• **Exercise instructions**
Whenever a line below holds the word "green", count it; please give only the final number.

• **Study material**
================================
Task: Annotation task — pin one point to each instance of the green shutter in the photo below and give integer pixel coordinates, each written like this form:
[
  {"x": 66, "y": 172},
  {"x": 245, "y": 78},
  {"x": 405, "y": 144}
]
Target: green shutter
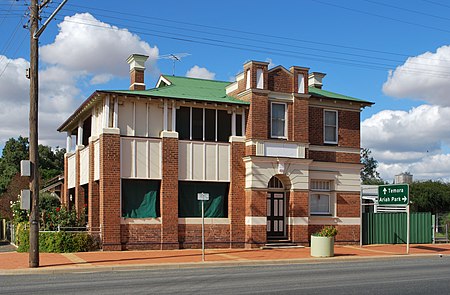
================================
• **Solution**
2